Flou is an alternative rock/nu metal band from Asunción, Paraguay, created in 1997. They are one of the most popular and successful rock bands from Paraguay.

History
The band was formed in 1997 by a group of friends; throughout the years the band went through several changes in line-up and music style that culminated in the year 2000 with the shaping and establishment of the original band. In 2001 the band released its first demo titled "Despetar" (Awakening) with five songs. The public's response was immediate, as the demo sold out immediately. This success led the band to sign with one of the biggest Paraguayan record labels, Kamikaze Records.

In 2003 the band recorded and released its first album, Ataraxia. This album was a success and by the end of the year Flou was chosen as the "Best Paraguayan band of the year" by the Rock & Pop FM radio station. Their second single, Delirio reached the top of the charts alongside their third single Ansias.

> [GIVEN INSTRUCTION A]: Retype the stretch of the Flou passage from "Flou is an alternative" through "labels, Kamikaze Records.".

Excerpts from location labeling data
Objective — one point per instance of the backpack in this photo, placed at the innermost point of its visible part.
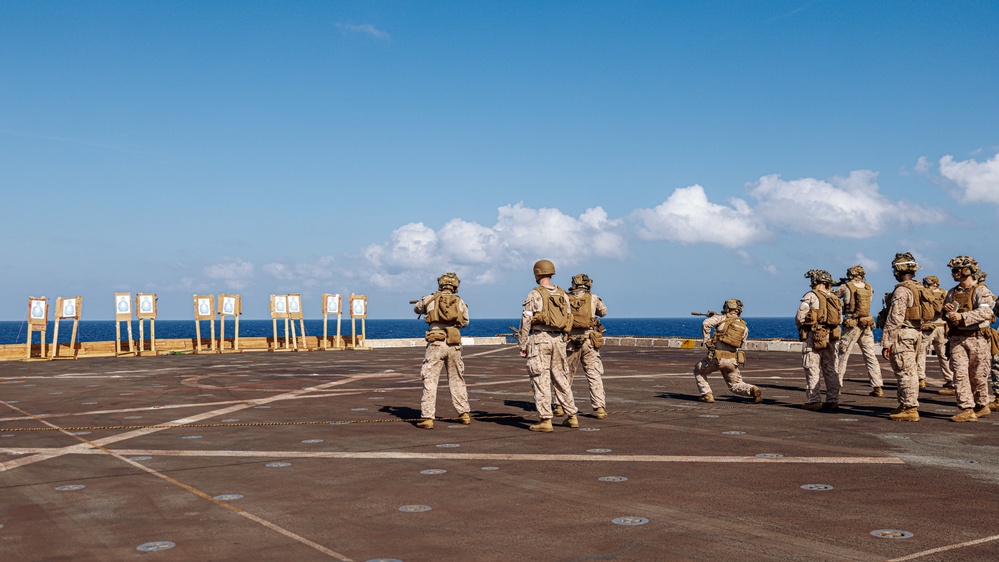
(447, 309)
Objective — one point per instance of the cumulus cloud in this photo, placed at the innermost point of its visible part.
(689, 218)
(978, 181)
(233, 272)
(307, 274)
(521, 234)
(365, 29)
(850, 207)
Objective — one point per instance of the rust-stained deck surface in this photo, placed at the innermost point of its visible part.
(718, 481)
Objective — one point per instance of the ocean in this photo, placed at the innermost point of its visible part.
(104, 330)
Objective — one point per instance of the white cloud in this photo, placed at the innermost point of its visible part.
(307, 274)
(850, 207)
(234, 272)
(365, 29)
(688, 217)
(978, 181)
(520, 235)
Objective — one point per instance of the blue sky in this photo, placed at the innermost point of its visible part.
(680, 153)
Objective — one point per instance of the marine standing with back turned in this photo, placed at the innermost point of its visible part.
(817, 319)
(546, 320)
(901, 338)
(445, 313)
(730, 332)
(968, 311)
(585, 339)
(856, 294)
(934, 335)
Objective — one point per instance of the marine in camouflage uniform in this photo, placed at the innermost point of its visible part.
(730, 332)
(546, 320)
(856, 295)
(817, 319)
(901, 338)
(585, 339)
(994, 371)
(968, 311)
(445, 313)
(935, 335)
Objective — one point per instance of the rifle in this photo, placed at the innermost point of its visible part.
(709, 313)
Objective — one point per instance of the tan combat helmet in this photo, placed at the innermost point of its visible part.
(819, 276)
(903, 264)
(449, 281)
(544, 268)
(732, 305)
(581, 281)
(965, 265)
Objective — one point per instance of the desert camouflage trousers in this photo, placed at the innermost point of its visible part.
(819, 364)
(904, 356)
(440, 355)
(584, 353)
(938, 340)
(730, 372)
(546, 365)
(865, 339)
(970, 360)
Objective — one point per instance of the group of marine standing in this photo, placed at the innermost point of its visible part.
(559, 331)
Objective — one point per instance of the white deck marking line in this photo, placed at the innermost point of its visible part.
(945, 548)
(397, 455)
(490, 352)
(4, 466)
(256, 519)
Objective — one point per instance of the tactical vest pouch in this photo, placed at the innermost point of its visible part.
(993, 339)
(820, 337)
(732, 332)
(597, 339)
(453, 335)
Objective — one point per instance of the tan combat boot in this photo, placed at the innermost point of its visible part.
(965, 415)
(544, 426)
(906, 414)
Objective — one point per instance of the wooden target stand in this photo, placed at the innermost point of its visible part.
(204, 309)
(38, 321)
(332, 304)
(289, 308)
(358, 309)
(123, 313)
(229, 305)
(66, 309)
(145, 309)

> [GIVEN INSTRUCTION B]: Gather every line of the records that contains the string "standing", treating uppercase and lowercase as different.

> [EXERCISE ANSWER A]:
Flou is an alternative rock/nu metal band from Asunción, Paraguay, created in 1997. They are one of the most popular and successful rock bands from Paraguay.

History
The band was formed in 1997 by a group of friends; throughout the years the band went through several changes in line-up and music style that culminated in the year 2000 with the shaping and establishment of the original band. In 2001 the band released its first demo titled "Despetar" (Awakening) with five songs. The public's response was immediate, as the demo sold out immediately. This success led the band to sign with one of the biggest Paraguayan record labels, Kamikaze Records.

> [EXERCISE ANSWER B]:
Objective — one point per instance of the marine standing with back turned in this photo, placed at the innermost point of its visible part.
Objective — one point per instance of the group of marine standing in this photo, placed at the innermost point of its visible part.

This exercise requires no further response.